START DATA ROWS

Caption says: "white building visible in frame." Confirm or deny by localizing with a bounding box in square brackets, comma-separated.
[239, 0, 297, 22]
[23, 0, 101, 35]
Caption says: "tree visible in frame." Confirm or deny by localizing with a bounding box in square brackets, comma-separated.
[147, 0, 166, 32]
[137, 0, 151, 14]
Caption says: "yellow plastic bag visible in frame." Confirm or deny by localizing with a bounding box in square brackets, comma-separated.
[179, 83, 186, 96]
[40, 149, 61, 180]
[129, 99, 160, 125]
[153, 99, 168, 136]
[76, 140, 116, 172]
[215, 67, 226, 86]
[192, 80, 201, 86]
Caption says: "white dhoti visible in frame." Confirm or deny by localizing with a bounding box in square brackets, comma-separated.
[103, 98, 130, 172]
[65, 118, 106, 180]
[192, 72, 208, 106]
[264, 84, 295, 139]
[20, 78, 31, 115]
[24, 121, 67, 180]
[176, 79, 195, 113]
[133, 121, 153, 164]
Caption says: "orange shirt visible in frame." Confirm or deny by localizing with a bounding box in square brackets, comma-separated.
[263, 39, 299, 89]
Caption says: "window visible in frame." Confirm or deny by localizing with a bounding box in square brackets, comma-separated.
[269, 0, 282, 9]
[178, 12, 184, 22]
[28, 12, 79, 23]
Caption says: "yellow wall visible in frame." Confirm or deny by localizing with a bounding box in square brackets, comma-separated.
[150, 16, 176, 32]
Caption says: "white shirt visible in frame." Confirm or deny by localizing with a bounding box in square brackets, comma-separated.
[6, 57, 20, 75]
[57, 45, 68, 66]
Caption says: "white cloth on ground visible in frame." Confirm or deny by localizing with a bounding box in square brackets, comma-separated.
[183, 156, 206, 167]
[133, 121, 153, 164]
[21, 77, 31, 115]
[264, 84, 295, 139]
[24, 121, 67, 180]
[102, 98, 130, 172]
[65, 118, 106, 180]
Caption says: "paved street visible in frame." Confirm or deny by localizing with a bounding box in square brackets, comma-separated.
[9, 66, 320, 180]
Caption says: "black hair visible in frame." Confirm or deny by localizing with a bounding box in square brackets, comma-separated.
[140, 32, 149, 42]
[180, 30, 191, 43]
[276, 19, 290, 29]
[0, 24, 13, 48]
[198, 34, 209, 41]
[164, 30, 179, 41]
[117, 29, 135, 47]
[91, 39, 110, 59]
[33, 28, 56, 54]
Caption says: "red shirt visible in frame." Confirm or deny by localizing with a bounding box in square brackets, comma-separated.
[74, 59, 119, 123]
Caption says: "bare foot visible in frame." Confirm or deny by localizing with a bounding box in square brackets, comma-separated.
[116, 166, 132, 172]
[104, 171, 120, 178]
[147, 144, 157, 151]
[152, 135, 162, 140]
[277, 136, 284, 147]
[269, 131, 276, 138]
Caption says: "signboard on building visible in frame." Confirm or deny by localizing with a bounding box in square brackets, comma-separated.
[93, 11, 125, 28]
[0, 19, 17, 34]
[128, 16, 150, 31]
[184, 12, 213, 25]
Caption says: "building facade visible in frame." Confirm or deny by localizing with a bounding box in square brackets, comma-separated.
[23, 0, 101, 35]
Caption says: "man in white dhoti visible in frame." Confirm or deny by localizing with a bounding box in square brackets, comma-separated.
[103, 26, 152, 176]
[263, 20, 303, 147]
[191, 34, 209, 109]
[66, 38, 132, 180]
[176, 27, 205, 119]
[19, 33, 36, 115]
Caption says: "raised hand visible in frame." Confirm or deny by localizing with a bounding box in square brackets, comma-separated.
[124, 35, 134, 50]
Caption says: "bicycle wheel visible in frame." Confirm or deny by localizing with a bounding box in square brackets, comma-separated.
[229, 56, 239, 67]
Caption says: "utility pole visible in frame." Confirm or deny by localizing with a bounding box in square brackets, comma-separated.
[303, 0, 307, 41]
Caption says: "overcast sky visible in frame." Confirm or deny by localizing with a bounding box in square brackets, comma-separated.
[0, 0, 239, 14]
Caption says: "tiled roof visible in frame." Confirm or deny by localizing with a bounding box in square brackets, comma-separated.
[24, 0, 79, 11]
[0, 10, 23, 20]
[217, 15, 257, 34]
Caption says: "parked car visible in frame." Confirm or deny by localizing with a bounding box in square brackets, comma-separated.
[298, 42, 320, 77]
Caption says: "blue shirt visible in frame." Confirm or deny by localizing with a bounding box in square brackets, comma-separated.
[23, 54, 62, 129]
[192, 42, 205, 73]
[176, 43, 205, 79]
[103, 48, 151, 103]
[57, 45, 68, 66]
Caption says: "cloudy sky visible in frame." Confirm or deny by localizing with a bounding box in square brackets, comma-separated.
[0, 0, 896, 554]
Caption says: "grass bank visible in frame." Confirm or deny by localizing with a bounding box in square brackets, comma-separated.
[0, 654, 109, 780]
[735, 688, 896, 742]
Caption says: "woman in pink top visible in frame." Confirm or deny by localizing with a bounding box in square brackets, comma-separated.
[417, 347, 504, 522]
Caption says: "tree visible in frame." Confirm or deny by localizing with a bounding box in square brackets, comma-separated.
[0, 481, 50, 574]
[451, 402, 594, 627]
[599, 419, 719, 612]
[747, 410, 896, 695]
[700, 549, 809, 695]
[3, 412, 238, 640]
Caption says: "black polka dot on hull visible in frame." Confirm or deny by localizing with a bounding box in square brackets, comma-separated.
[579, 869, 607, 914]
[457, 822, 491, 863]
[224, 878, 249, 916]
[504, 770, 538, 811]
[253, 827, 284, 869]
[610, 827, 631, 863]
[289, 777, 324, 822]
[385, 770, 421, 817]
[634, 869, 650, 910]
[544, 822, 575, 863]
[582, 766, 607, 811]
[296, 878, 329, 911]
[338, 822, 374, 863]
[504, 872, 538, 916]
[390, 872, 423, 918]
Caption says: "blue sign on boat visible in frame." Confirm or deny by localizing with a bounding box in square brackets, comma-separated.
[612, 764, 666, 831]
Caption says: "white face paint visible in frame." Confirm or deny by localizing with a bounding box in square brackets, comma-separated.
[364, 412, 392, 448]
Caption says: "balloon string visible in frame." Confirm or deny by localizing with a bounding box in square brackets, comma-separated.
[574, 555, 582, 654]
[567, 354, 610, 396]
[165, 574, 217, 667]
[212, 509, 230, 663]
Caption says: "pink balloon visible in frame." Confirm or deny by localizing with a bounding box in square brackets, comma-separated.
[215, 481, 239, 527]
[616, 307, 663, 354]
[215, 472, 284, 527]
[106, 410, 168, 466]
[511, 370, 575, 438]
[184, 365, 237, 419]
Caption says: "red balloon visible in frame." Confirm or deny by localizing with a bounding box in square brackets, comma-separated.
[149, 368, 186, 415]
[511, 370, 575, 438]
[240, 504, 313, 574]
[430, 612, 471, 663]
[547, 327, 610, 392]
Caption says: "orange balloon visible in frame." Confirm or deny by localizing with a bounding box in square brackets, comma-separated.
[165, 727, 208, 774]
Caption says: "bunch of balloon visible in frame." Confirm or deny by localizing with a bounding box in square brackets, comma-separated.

END DATA ROWS

Change "parked car" to "parked van" in the part that opens with the line containing "pole visible in" and closes with the line containing "[298, 42, 320, 77]". Write out only those lines, with nothing else altered.

PROBLEM SOLUTION.
Caption says: "utility pole visible in frame." Confirm or deny by localizing with a bounding box in square brackets, comma-separated.
[303, 0, 307, 41]
Caption says: "overcast sky visible in frame." Confirm or deny by localizing with a bounding box in square brackets, comma-separated.
[0, 0, 239, 14]
Caption says: "tiled roof visible in frame." Confirm or deny by localizing with a bounding box in square brackets, comma-separated.
[24, 0, 79, 11]
[0, 10, 23, 20]
[217, 15, 257, 34]
Caption says: "parked van visible in frame." Confirm or deny by localizing with a bounding box in square brackets, comma-separated.
[298, 42, 320, 77]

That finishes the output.